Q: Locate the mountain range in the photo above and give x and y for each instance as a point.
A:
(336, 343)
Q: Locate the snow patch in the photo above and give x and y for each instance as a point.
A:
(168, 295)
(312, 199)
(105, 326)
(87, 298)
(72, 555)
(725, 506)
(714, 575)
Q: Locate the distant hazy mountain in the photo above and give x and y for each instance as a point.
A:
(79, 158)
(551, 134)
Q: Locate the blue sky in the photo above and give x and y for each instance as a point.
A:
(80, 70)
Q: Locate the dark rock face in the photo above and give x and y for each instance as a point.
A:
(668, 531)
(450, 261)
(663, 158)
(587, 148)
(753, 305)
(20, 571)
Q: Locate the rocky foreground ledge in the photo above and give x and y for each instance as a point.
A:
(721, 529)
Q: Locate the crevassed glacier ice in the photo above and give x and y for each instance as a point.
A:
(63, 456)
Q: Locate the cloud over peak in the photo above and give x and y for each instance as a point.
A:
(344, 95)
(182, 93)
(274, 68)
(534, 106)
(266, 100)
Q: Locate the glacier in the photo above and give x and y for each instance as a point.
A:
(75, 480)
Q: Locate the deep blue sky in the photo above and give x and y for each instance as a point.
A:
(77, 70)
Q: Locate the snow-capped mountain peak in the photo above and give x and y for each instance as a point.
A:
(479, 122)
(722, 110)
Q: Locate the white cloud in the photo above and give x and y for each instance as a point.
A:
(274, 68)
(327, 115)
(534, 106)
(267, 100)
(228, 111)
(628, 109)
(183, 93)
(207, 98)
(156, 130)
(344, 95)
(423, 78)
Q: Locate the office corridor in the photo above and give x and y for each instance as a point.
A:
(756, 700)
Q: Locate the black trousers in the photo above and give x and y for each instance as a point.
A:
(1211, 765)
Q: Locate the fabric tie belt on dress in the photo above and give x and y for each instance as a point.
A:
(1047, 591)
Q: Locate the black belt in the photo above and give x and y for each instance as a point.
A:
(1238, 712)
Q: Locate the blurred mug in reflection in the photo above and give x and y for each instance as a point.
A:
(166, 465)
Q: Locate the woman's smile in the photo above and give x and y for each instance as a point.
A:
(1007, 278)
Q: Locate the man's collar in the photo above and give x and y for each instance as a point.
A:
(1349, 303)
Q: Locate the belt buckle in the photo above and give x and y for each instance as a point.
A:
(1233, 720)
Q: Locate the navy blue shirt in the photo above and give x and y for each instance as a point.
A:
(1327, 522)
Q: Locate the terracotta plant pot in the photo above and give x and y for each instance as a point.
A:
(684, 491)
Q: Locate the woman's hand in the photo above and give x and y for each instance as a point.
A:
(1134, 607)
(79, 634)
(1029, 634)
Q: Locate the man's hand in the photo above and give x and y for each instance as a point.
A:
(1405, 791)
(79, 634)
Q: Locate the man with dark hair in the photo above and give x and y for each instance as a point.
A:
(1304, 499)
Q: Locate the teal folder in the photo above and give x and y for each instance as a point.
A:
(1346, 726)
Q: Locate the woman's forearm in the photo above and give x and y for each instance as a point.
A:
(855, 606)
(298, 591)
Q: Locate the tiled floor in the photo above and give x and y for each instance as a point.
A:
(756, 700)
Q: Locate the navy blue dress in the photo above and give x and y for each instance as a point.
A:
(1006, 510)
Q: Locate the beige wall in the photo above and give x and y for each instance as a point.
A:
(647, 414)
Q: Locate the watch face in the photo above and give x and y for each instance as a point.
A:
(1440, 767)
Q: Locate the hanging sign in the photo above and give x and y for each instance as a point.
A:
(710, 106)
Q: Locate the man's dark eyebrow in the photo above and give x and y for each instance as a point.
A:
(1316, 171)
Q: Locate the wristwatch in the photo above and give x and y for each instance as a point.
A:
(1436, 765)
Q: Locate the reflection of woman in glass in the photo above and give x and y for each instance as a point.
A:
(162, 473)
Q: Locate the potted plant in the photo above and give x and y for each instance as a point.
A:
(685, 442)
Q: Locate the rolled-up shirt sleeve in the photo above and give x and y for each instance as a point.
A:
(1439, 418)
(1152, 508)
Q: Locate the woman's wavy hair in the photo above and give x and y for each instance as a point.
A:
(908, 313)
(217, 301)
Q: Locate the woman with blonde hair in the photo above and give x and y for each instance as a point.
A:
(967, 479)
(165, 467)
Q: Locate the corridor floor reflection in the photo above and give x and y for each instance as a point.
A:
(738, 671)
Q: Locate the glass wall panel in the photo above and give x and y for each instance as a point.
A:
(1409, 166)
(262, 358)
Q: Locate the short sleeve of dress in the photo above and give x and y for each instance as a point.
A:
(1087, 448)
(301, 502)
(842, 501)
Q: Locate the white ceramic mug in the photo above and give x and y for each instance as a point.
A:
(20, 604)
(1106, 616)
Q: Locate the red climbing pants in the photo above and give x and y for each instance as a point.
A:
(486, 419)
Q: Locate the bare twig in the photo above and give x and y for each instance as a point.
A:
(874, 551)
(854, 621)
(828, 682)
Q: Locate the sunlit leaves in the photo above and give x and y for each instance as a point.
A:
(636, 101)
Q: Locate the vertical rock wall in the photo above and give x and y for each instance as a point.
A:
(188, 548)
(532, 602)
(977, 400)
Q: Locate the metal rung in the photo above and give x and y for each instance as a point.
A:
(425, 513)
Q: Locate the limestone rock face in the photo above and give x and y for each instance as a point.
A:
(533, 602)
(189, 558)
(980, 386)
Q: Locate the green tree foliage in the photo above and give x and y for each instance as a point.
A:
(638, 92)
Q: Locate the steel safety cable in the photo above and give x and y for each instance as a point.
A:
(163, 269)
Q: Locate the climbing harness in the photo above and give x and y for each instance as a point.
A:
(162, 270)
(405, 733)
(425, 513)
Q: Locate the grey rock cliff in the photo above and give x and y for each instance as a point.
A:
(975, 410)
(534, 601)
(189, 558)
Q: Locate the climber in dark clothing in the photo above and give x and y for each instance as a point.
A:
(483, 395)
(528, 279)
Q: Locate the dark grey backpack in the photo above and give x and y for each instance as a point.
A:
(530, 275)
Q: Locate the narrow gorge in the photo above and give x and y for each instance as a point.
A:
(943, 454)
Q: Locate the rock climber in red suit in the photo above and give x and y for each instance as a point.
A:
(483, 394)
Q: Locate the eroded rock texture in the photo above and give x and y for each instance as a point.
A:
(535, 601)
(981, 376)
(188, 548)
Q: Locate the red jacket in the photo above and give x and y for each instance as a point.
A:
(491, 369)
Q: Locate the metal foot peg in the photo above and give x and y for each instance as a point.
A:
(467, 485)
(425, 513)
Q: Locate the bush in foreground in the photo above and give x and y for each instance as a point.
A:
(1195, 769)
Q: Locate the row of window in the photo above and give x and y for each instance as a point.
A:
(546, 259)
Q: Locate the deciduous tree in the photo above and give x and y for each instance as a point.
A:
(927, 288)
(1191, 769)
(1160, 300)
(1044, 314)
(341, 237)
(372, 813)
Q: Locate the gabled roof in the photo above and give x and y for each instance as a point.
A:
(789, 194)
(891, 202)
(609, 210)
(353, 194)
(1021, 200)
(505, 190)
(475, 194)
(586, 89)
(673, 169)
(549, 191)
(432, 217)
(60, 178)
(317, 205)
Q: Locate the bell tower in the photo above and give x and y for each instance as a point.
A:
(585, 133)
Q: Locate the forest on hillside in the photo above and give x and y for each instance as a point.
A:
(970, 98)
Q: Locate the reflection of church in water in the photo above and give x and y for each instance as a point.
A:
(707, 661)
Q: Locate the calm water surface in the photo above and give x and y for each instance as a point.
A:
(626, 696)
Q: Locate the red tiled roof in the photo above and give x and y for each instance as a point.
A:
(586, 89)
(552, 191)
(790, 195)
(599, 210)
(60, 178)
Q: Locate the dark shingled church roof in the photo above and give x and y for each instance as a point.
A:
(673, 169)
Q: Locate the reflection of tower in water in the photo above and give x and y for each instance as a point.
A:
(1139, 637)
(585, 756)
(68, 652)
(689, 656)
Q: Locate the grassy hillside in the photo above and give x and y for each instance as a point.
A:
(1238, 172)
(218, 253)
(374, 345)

— What you need to do —
Could you set down, word for word, the entries from the line with "Q: Locate the belt" to the line with "(1440, 767)", including both of those lines?

— Result for this exercise —
Q: Locate the belt buckle in the photo above and give x and y for each instance as a point.
A:
(1233, 720)
Q: Locate the navy blue shirt in the photo above and give x and y for each instance as a point.
A:
(1327, 522)
Q: Locate the terracotta plant pot in the photo above and give x and y for each instance as a point.
A:
(684, 491)
Q: Locate the woman's hand in the photo above and give x and y for each instance as a point.
A:
(1134, 607)
(79, 634)
(1029, 634)
Q: Locate the man's hand in the photo above and give x and y for each instance as a point.
A:
(1405, 791)
(79, 634)
Q: Locate the man with dark hair in the photo above and give x and y for each instance as a point.
A:
(1304, 499)
Q: Locate the teal folder in the photo above and give x and y for each instance as a point.
A:
(1346, 726)
Q: Locate the woman's forearm in the photo above and give x and y for each instance as a point.
A:
(855, 606)
(298, 591)
Q: Locate the tiled floor in the photo above and give x and y for each instance as a point.
A:
(756, 700)
Q: Locate the navy blue dress in the photo above and give x and y for each instance as a point.
A:
(1006, 510)
Q: Locate the beige wall in the photo above and give x and y for each instance as a point.
A:
(647, 414)
Q: Locate the watch face in the photo above and give x and y for each instance as a point.
A:
(1440, 767)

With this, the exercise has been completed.